BLIND Review–Stylish Slasher is More Than Meets the Eyes
Starring Sarah French, Caroline Williams, and Tyler Gallant
Written by Joe Knetter
Directed by Marcel Walz
There are several movies that pit the blind versus the sighted. Films such as Don’t Breathe, Hush, and Wait Until Dark deal with home invasion ending with different outcomes along with the terror and insane tension of two different perceptions. There are also several celebrity-obsessed films such as The Fan (1981 & 1996) and The Fanatic. These two genres, when separated, are, in terms of suspense, incendiary. When combined, explosive.
Sales Partners, in conjunction with Cut Entertainment Group and Uncork’d Entertainment unleashes a film that combines these two compounds of anxiety with the film Blind.

**Supplied information:**
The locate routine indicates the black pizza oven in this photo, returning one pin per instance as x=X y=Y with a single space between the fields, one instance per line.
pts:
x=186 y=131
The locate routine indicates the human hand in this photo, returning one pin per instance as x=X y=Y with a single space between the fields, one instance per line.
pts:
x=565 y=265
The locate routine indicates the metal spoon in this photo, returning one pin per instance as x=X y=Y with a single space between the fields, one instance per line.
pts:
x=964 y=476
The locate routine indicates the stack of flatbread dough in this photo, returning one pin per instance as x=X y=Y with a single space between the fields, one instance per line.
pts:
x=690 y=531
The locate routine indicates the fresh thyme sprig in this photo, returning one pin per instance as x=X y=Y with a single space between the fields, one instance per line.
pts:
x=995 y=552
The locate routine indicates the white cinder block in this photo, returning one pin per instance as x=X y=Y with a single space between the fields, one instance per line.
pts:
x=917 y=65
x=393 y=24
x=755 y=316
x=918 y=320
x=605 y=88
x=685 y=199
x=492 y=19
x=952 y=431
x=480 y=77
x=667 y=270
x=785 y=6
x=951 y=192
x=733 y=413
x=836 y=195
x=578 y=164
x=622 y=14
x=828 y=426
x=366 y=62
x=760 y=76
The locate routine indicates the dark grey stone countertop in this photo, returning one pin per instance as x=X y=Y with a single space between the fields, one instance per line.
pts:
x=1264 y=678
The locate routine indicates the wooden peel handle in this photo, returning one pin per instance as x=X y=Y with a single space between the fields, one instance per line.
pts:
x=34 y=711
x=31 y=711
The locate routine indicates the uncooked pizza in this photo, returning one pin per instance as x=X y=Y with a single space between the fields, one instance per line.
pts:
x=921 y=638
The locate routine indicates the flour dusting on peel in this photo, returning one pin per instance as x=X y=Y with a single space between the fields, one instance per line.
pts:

**Using the information:**
(a) Who directed the film, according to the review of Blind?
(b) Retype the review of Blind word for word, starting at "BLIND Review–Stylish Slasher" and ending at "the film Blind.".
(c) Continue the review of the film Blind from its last sentence.
The items are separate from the review of Blind and have nothing to do with it.

**Results:**
(a) Marcel Walz directed it.

(b)
BLIND Review–Stylish Slasher is More Than Meets the Eyes
Starring Sarah French, Caroline Williams, and Tyler Gallant
Written by Joe Knetter
Directed by Marcel Walz
There are several movies that pit the blind versus the sighted. Films such as Don’t Breathe, Hush, and Wait Until Dark deal with home invasion ending with different outcomes along with the terror and insane tension of two different perceptions. There are also several celebrity-obsessed films such as The Fan (1981 & 1996) and The Fanatic. These two genres, when separated, are, in terms of suspense, incendiary. When combined, explosive.
Sales Partners, in conjunction with Cut Entertainment Group and Uncork’d Entertainment unleashes a film that combines these two compounds of anxiety with the film Blind.

(c)
Faye (Sarah French) a retired actress who lives alone in the Hollywood Hills in total darkness. Although it is not clear how she became blind (a botched surgery?), she lives in despair and self-pity. Her friends Sophia (Caroline Williams) and Luke (Tyler Gallant) try to comfort her by taking her out hiking and to group therapy sessions that Luke organizes. But Faye still has difficulty dealing with her disability, pulling away, and wanting to live in isolation. Luke, who deals with being mute and vocalizes through a voice app on his smartphone, confesses to Sophia that he has feelings for Faye, but he thinks Faye is out of his league. While this is going on there is a faceless vagrant (Jed Rowen) in Faye’s midst who resides near her house. His face encased in a “Pretty Boy” mask, he prowls around her homestead, killing anyone that gets in the way of his obsession. Faye, her sight wrapped in blackness, is unaware of the menace that is at her doorstep.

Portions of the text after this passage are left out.